Europäischer Gerichtshof kippt verbindliches Preisrecht der HOAI
Der Europäische Gerichtshof (EuGH) hat in einem Vertragsverletzungsverfahren gegen die Bundesrepublik Deutschland (C-377/17, Urteil vom 4. Juli 2019) die Mindest- und Höchstsätze der HOAI für EU-rechtswidrig erklärt. Damit ist der EuGH dem Antrag des Generalanwalts gefolgt und hat festgestellt, dass die Verbindlichkeit der Mindest- und Höchstsätze der HOAI gegen die Europäische Dienstleistungsrichtlinie 2006/123/EG verstößt. Die in der HOAI festgelegten Mindestsätze seien ungeeignet, hohe Qualitätsstandards und den Verbraucherschutz zu sichern. Eine Anpassungsfrist für die Überarbeitung der HOAI ist nicht vorgesehen, weshalb ab sofort ein Berufen auf die Mindest- und Höchstsätze der HOAI in allen Architekten- und Ingenieurverträgen nicht mehr möglich ist, so die Anwaltskanzlei CMS.
Nach einer ersten Wertung schreibt CMS, in der Praxis sei Folgendes zu beachten:
· Im Hinblick auf die derzeit noch laufenden Architekten- und Ingenieurverträge gilt, dass das auf Basis der HOAI vertraglich vereinbarte Honorar weiterhin seine Gültigkeit behält. Hingegen ist es nicht mehr möglich, sich entgegen einer anderslautenden vertraglichen Vereinbarung auf eine potenzielle Mindestsatzunterschreitung zu berufen.
· Mit dem Urteil des EuGH wurde ausschließlich die Verbindlichkeit des Preisrechts der HOAI für unwirksam erklärt. Auf die Regelungen zu den Nebenkosten, Zahlungen oder auch auf die Leistungsbilder der HOAI kann in Planerverträgen weiterhin zurückgegriffen werden.
· Auch das Honorarmodell der HOAI kann zwischen den Vertragsparteien weiterhin vereinbart werden. Dieses müsste dann - wie jede andere Vergütungsvereinbarung auch - ausdrücklich in den Vertrag aufgenommen werden.
+--
Aufgaben bearbeiten:
a: Beantworte anhand des Textes zum HOAI-Urteil diese drei Fragen:
(i) An welchem Tag hat der EuGH sein Urteil gesprochen?
(ii) Gegen welche Richtlinie verstößt laut EuGH die Verbindlichkeit der Mindest- und Höchstsätze?
(iii) Was muss geschehen, wenn die Vertragsparteien das Honorarmodell der HOAI vereinbaren wollen?
b: Zähle alle Regelungsbereiche der HOAI auf, die im Text zum HOAI-Urteil im Satz ab „Auf die Regelungen“ genannt werden.
Die Einträge braucht man für diese Aufgaben nicht.
+--
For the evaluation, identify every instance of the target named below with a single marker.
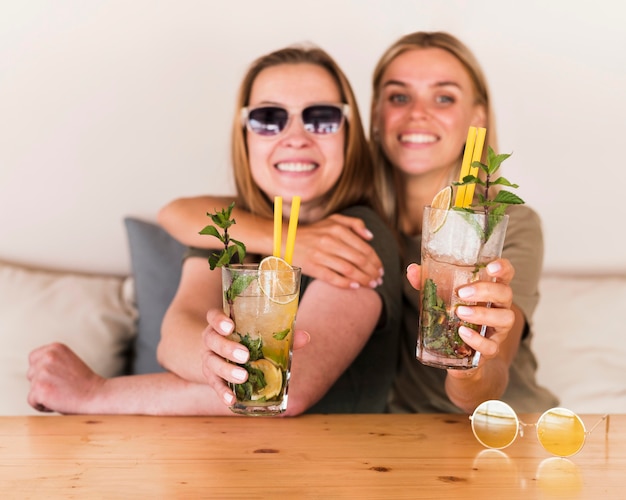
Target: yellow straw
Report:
(291, 231)
(476, 156)
(465, 165)
(278, 224)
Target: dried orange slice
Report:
(441, 202)
(280, 287)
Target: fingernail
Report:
(465, 332)
(466, 292)
(226, 327)
(494, 267)
(464, 311)
(240, 355)
(239, 374)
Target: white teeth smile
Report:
(296, 167)
(418, 138)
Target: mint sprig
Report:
(494, 208)
(503, 198)
(223, 221)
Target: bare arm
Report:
(61, 382)
(181, 347)
(334, 249)
(338, 322)
(468, 388)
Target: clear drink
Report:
(440, 343)
(456, 247)
(263, 305)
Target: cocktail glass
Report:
(263, 306)
(456, 247)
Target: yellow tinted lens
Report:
(495, 424)
(561, 432)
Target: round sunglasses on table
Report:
(271, 120)
(560, 431)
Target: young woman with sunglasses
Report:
(297, 132)
(428, 88)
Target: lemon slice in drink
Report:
(273, 379)
(442, 202)
(279, 286)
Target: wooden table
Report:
(320, 456)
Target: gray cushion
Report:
(156, 260)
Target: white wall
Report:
(109, 108)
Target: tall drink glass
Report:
(456, 247)
(263, 306)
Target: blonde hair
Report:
(356, 182)
(388, 180)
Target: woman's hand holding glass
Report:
(221, 358)
(499, 317)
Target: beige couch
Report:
(578, 325)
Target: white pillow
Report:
(579, 341)
(92, 314)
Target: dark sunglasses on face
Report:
(319, 119)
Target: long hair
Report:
(356, 182)
(387, 177)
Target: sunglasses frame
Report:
(342, 107)
(520, 424)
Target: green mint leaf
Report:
(508, 198)
(504, 182)
(212, 231)
(222, 219)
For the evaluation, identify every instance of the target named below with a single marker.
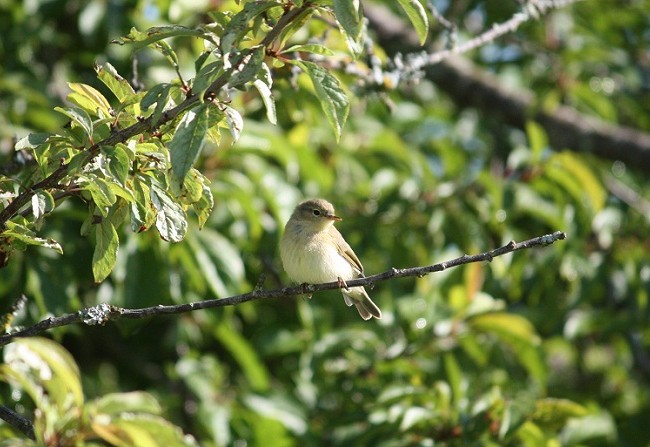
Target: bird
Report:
(313, 251)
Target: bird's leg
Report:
(343, 284)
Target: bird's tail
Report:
(359, 297)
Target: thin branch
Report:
(103, 313)
(469, 86)
(147, 124)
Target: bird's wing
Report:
(346, 251)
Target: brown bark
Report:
(469, 86)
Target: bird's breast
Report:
(313, 259)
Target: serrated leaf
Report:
(348, 14)
(115, 83)
(332, 98)
(79, 116)
(171, 220)
(249, 68)
(187, 142)
(167, 51)
(191, 189)
(313, 48)
(106, 245)
(238, 25)
(206, 76)
(27, 237)
(139, 39)
(118, 162)
(234, 121)
(158, 94)
(47, 369)
(143, 214)
(89, 99)
(267, 98)
(42, 203)
(32, 141)
(418, 17)
(203, 207)
(100, 191)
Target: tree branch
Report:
(147, 124)
(469, 86)
(103, 313)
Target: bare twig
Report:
(469, 86)
(147, 124)
(103, 313)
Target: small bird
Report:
(313, 251)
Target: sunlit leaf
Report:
(89, 99)
(171, 220)
(418, 17)
(187, 142)
(333, 99)
(106, 245)
(348, 14)
(78, 116)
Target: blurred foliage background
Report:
(540, 348)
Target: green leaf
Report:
(78, 116)
(537, 140)
(32, 141)
(115, 83)
(141, 39)
(100, 191)
(249, 68)
(554, 413)
(167, 51)
(20, 233)
(171, 220)
(42, 364)
(158, 94)
(418, 17)
(89, 99)
(247, 357)
(594, 429)
(206, 76)
(106, 246)
(143, 214)
(237, 28)
(187, 142)
(192, 188)
(203, 207)
(333, 99)
(234, 121)
(313, 48)
(267, 98)
(118, 403)
(118, 162)
(519, 334)
(141, 430)
(348, 14)
(42, 203)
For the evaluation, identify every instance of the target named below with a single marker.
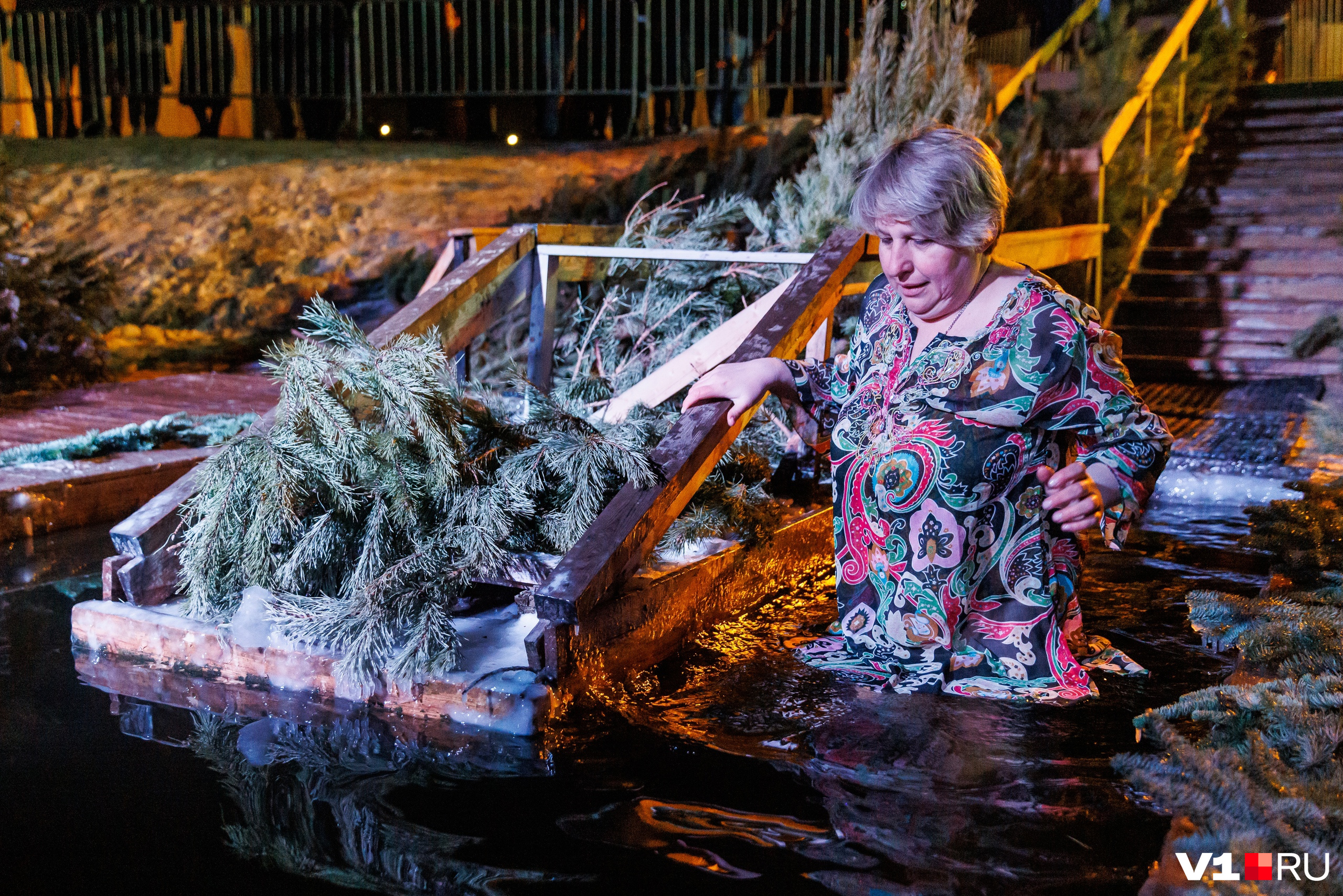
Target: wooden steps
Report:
(1248, 255)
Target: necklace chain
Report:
(969, 298)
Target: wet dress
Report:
(948, 574)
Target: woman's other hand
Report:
(743, 385)
(1078, 500)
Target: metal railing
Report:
(1313, 42)
(80, 66)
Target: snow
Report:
(1220, 488)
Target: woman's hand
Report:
(743, 385)
(1080, 500)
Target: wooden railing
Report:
(481, 274)
(1040, 58)
(1313, 42)
(1142, 101)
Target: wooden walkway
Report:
(59, 495)
(54, 415)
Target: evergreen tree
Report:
(1257, 766)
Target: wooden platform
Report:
(56, 415)
(157, 655)
(491, 694)
(61, 495)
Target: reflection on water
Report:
(730, 767)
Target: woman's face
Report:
(932, 279)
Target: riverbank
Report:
(227, 238)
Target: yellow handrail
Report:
(1142, 99)
(1041, 57)
(1176, 42)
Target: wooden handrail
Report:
(1152, 223)
(1155, 69)
(1056, 41)
(636, 520)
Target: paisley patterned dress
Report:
(948, 574)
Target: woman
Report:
(981, 422)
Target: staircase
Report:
(1248, 255)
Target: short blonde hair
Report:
(946, 183)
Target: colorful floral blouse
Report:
(948, 574)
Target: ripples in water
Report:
(730, 767)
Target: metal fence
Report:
(80, 66)
(1313, 42)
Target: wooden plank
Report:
(26, 420)
(447, 260)
(65, 495)
(1052, 246)
(150, 527)
(171, 641)
(699, 359)
(624, 534)
(1004, 99)
(454, 303)
(579, 234)
(1155, 69)
(447, 304)
(151, 579)
(660, 610)
(239, 701)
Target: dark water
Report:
(728, 769)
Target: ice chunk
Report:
(1220, 488)
(257, 739)
(250, 626)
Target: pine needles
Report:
(893, 89)
(1267, 774)
(382, 489)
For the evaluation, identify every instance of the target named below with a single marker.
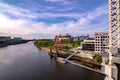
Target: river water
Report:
(26, 62)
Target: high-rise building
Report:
(114, 33)
(102, 42)
(114, 24)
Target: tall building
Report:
(114, 32)
(102, 42)
(88, 44)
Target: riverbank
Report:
(11, 42)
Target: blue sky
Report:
(46, 18)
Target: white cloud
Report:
(31, 29)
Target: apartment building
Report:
(102, 42)
(88, 44)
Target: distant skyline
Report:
(46, 18)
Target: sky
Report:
(46, 18)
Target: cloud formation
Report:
(27, 23)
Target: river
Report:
(26, 62)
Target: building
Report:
(75, 38)
(114, 32)
(83, 37)
(60, 37)
(2, 38)
(102, 42)
(88, 44)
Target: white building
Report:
(102, 42)
(113, 69)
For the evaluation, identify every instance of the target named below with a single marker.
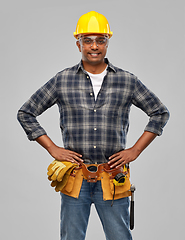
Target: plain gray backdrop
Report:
(36, 42)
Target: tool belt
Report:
(94, 173)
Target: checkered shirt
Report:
(95, 129)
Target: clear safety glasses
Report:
(89, 40)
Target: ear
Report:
(78, 45)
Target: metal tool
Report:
(132, 189)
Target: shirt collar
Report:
(109, 68)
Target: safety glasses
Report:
(89, 40)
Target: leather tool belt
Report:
(91, 172)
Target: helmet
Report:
(92, 22)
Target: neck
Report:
(95, 69)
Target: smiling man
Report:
(94, 99)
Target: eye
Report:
(101, 40)
(87, 40)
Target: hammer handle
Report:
(131, 215)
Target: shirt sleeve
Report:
(40, 101)
(147, 101)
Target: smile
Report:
(94, 54)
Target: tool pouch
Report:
(74, 183)
(111, 191)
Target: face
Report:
(93, 48)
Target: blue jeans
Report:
(75, 214)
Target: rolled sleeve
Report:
(40, 101)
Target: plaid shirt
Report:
(95, 129)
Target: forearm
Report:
(45, 142)
(130, 154)
(58, 153)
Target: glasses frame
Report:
(93, 38)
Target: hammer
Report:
(132, 189)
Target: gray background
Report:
(36, 42)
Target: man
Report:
(94, 99)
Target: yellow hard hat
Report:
(92, 22)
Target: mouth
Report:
(94, 54)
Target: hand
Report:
(123, 157)
(63, 154)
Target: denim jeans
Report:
(75, 214)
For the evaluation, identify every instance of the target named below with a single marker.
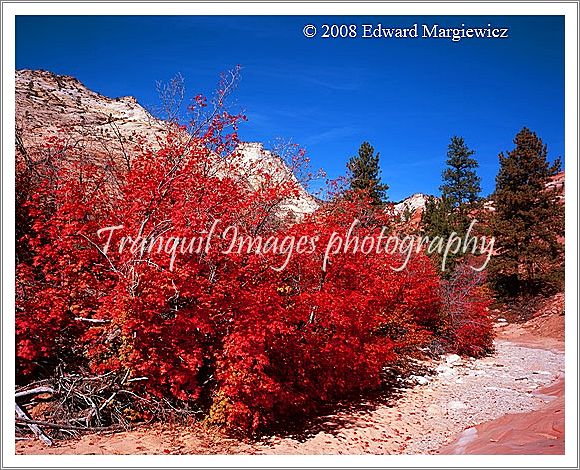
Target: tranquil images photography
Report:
(293, 235)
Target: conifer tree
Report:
(528, 220)
(461, 185)
(365, 173)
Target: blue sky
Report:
(407, 97)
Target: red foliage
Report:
(466, 300)
(261, 344)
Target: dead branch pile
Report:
(68, 404)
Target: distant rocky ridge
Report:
(47, 103)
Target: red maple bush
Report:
(215, 325)
(466, 300)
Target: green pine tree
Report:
(365, 173)
(461, 185)
(528, 221)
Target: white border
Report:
(10, 10)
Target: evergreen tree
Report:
(461, 185)
(365, 173)
(528, 220)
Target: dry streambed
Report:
(441, 409)
(460, 395)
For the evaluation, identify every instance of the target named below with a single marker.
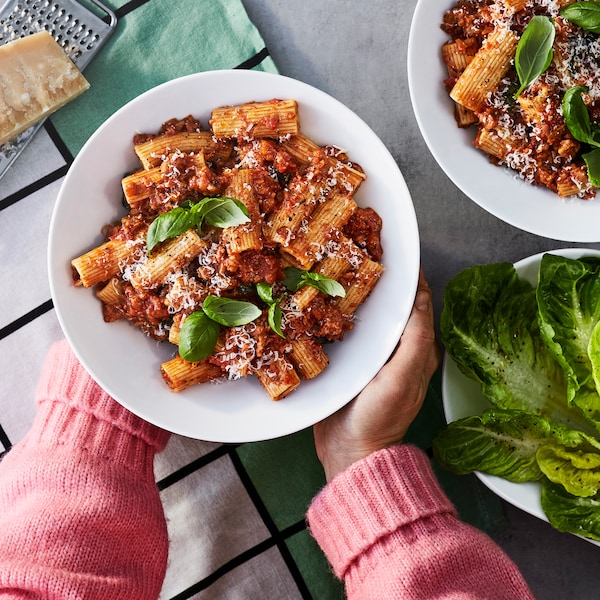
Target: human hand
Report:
(381, 414)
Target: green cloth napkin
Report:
(158, 41)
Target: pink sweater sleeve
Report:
(390, 532)
(80, 513)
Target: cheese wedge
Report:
(36, 78)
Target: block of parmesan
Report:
(36, 78)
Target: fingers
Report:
(418, 350)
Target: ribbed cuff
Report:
(374, 497)
(73, 409)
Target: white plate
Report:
(494, 188)
(462, 397)
(126, 363)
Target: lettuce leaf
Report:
(489, 326)
(520, 446)
(577, 470)
(499, 442)
(536, 354)
(570, 513)
(568, 296)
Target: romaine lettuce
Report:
(499, 442)
(567, 512)
(536, 354)
(489, 326)
(520, 446)
(568, 297)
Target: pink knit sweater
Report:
(82, 517)
(390, 532)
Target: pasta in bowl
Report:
(128, 364)
(521, 129)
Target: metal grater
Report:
(79, 31)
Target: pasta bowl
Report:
(495, 189)
(126, 363)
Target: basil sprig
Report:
(577, 118)
(296, 278)
(534, 51)
(265, 292)
(198, 337)
(200, 330)
(584, 14)
(219, 212)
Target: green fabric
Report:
(159, 41)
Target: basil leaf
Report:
(577, 116)
(324, 284)
(274, 318)
(265, 292)
(584, 14)
(293, 279)
(592, 161)
(198, 337)
(230, 313)
(534, 51)
(223, 212)
(168, 225)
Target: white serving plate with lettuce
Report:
(462, 397)
(126, 363)
(497, 190)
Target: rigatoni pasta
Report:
(242, 246)
(522, 124)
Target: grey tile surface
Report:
(356, 51)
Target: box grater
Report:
(80, 31)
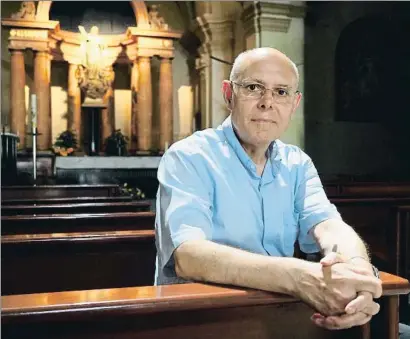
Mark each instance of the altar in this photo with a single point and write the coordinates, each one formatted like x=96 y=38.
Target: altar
x=82 y=163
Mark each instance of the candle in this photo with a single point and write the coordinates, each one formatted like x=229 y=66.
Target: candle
x=34 y=111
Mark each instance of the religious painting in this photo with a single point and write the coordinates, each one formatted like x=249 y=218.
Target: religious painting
x=372 y=70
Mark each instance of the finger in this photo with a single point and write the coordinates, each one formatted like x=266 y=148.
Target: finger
x=331 y=259
x=372 y=310
x=344 y=321
x=362 y=270
x=363 y=300
x=359 y=303
x=369 y=284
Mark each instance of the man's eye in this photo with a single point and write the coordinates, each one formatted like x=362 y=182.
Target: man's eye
x=282 y=92
x=254 y=88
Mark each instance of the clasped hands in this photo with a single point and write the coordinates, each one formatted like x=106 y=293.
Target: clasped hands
x=343 y=295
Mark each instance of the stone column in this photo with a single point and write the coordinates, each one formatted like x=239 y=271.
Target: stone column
x=165 y=103
x=217 y=40
x=134 y=105
x=74 y=104
x=17 y=96
x=281 y=26
x=42 y=90
x=107 y=115
x=144 y=110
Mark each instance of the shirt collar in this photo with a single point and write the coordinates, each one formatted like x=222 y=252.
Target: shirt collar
x=232 y=139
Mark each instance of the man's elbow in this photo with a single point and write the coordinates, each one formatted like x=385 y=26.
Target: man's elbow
x=182 y=256
x=189 y=260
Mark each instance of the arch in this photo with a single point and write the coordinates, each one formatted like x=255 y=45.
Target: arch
x=139 y=8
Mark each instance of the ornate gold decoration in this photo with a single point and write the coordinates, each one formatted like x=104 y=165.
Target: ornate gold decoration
x=27 y=11
x=155 y=20
x=28 y=33
x=93 y=75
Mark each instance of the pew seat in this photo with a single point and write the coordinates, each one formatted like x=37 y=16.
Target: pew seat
x=69 y=200
x=34 y=263
x=95 y=207
x=64 y=223
x=196 y=311
x=58 y=191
+--
Antworten je Aufgabe:
a:
(i) Am 4. Juli 2019.
(ii) Gegen die Europäische Dienstleistungsrichtlinie 2006/123/EG.
(iii) Es muss ausdrücklich in den Vertrag aufgenommen werden.

b:
Nebenkosten
Zahlungen
Leistungsbilder